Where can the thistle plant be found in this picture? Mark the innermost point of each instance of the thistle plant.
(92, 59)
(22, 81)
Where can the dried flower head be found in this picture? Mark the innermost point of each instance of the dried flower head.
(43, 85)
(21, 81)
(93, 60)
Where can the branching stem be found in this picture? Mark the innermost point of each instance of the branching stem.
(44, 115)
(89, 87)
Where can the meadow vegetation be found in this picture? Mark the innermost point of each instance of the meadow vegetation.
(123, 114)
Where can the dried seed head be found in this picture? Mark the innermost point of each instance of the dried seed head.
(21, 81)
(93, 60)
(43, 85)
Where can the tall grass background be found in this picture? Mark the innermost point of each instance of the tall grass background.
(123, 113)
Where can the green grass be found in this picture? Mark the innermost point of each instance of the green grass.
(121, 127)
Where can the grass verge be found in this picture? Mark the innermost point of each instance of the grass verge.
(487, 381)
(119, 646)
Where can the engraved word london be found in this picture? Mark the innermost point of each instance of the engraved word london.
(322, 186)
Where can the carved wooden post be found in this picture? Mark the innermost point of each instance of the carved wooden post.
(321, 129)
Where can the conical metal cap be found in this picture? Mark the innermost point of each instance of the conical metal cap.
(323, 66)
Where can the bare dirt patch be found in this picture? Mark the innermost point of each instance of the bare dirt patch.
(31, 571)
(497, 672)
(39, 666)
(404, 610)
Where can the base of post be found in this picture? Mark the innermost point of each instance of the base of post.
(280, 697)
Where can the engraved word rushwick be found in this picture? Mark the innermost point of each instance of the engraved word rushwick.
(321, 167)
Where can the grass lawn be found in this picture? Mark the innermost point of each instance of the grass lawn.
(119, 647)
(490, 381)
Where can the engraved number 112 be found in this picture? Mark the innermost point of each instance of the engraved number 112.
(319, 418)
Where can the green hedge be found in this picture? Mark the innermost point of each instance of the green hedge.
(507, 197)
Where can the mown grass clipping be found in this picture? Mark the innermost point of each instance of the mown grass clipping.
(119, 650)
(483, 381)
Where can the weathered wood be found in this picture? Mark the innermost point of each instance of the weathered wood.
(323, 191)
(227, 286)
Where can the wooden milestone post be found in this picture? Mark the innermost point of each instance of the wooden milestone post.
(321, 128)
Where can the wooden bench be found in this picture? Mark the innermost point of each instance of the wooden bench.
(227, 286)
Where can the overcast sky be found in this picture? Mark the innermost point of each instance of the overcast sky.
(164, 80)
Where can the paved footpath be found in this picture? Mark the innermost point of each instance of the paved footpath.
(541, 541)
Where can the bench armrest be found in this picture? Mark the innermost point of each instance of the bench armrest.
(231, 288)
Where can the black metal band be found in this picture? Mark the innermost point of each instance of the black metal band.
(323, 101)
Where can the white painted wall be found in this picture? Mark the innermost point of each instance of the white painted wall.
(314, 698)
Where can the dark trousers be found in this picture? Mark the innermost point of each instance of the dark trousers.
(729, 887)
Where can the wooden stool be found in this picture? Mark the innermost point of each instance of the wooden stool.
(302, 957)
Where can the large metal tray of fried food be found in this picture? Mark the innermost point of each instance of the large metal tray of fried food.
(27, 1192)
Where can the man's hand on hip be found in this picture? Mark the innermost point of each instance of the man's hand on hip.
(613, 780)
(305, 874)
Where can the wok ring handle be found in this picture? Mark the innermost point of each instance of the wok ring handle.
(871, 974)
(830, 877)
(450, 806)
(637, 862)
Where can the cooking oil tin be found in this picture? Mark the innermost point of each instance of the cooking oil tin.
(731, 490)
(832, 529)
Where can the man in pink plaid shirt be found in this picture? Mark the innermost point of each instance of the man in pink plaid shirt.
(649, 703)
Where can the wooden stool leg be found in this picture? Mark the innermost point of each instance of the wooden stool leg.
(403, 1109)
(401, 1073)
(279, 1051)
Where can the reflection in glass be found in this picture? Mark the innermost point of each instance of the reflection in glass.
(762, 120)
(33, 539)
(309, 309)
- - - -
» **Exercise prompt**: Without changing a word, print all of the entries above.

» **Solved problem**:
Where can the thistle plant be found in this picture? Mark the innermost point of each instance of the thistle plant.
(92, 59)
(22, 81)
Where can the dried flower head be found in this picture? Mark the innermost point of each instance of the dried flower head.
(43, 85)
(21, 81)
(93, 60)
Where can the branching stem be found in this picture? Mark the innermost point of each instance of the branching stem.
(44, 115)
(89, 87)
Where can the meadow vegetation be found in this picture? Mark the innermost point of each instance of the meadow vegetation.
(123, 114)
Where can the dried seed head be found in this picture? Mark the innermost point of each instance of the dried seed head.
(21, 81)
(93, 60)
(43, 85)
Where can the tall grass background be found in this picture? Mark the innermost point of each instance of the tall grass background.
(123, 113)
Where can the green grass be found in this picture? Mark the innermost point of each instance of the green grass.
(121, 127)
Where can the grass verge be found in this picture? Mark the innermost point of each instance of the grass verge.
(487, 381)
(119, 646)
Where can the engraved word london be found in this picture? Mark the innermost point of each instance of the engraved word london.
(322, 186)
Where can the carved wooden post be found in this picture? Mark the innermost point of each instance of the carved wooden post.
(321, 129)
Where can the conical metal cap be found in this picture? Mark the innermost point of each instance of the conical metal cap.
(323, 66)
Where can the bare dirt patch be found in this picture? Mark the innermost point of each instance of the bare dirt patch.
(31, 571)
(497, 672)
(39, 666)
(404, 610)
Where can the base of post be found in this picture? Mark the innermost point of each instance of the base of post.
(280, 697)
Where can the engraved word rushwick be found in this picture? Mark the innermost point of each instance of the engraved word rushwick.
(321, 167)
Where can the grass lawn be found in this picture? Mark the innermost point of each instance of the grass lawn.
(119, 647)
(490, 381)
Where can the engraved number 112 be found in this picture? Mark the innermost point of each instance of the engraved number 112.
(319, 418)
Where can the green hedge be found in this picture? Mark the innermost point of each instance of the green hedge.
(507, 197)
Where can the mown grass clipping be found in this picture? Mark the innermost point of each instance of the mown grass clipping.
(119, 650)
(483, 381)
Where can the weathered wood be found in this picture? Mark the innermost point of each instance of the weathered wood.
(323, 191)
(227, 286)
Where can the wooden milestone post be found in this picture? Mark the innermost point of each instance of the wooden milestone post.
(321, 128)
Where can the wooden bench be found in this picture? Mark the innermost point of each instance of the wooden bench.
(227, 286)
Where can the overcast sky be found in this picture? Mark the innermost point of each instance of the overcast sky.
(164, 80)
Where can the paved footpath be found in this picture? Mark the innermost point of each instance of the paved footpath.
(541, 541)
Where can the bench armrest be found in this picture? Mark the innermost point of each instance of the bench armrest.
(231, 288)
Where can the black metal band be found in this picture? Mark the innermost point of each instance of the black metal band.
(323, 101)
Where can the white painted wall be found in this picture? Mark the innermost point of each instance of the white painted wall.
(314, 698)
Where can the dark trousers be found in this picture? Mark the innermost point of each instance of the dark trousers.
(729, 887)
Where can the wooden stool be found in this picture? Mark the innermost point of each instance of the wooden stool.
(302, 957)
Where can the large metal tray of fried food be found in this picture? Mark the innermost point of each instance of the large metal tray of fried food.
(27, 1192)
Where can the man's hand on hip be found in this picture? Mark the innermost point of each instance of the man's hand on hip.
(613, 780)
(305, 874)
Where can the wok ring handle be found in this picture? Mark the innermost point of each instance of the wok ring handle.
(871, 974)
(830, 877)
(450, 806)
(637, 862)
Where can the cooking oil tin be found in this picture? Mark the innermost point of each instance of the cooking oil tin.
(731, 490)
(832, 529)
Where can the man in pink plaid shirt be found in this picture? Mark the innermost point of each instance of the man in pink plaid shirt.
(649, 703)
Where can the wooden stool leg be found in this picture? Mark the innermost point of each instance of the wooden stool leg.
(403, 1109)
(401, 1073)
(279, 1051)
Where can the reflection in glass be found in this picture? Mark the innermost point of each instance of the reflection in glass.
(762, 120)
(33, 539)
(309, 309)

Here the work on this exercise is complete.